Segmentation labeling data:

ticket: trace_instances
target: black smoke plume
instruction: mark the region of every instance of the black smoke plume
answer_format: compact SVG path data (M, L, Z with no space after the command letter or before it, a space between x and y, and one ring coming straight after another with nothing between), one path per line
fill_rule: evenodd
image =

==

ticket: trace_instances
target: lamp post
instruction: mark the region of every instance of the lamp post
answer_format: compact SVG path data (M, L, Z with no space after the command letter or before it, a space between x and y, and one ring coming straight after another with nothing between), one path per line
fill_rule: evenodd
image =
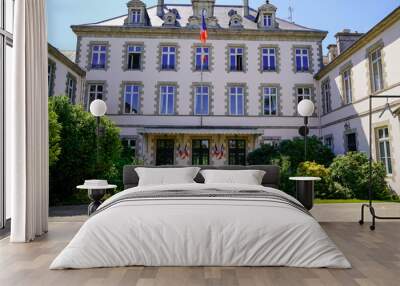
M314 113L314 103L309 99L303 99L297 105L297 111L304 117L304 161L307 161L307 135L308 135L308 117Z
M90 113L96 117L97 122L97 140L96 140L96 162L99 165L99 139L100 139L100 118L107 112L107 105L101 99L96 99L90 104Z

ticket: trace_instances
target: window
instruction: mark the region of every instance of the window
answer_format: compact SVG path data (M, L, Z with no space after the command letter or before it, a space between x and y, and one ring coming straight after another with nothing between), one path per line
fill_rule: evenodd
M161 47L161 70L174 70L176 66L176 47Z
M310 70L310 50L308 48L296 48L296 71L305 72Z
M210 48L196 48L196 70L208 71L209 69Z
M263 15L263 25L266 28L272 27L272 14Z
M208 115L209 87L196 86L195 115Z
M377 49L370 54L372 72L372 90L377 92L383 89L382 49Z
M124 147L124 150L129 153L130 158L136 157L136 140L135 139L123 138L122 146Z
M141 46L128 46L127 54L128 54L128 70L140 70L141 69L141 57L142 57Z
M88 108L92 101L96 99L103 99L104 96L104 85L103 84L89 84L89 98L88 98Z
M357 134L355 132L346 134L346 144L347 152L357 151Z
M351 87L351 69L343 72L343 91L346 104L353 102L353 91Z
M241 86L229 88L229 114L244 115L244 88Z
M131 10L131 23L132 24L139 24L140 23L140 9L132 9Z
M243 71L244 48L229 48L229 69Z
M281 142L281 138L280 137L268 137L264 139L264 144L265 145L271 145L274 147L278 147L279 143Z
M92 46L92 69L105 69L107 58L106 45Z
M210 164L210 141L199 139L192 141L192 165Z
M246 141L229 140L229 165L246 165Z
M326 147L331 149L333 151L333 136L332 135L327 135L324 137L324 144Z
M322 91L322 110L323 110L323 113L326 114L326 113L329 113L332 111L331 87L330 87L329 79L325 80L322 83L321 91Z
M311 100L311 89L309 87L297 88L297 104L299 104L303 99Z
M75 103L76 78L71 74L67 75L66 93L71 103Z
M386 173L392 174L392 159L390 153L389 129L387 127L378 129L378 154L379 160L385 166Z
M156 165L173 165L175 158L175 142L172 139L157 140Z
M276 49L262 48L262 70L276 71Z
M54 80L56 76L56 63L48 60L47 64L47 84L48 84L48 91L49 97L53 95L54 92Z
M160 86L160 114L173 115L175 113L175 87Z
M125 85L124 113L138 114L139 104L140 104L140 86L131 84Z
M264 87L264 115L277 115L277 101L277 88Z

--- Exercise goal ---
Can you filter the data above down to only the lines containing the string "black"? Case matters, so copy out each line that has it in exactly that capitalization.

--- Exercise response ---
target: black smoke plume
instruction: mark the region of every instance of the black smoke plume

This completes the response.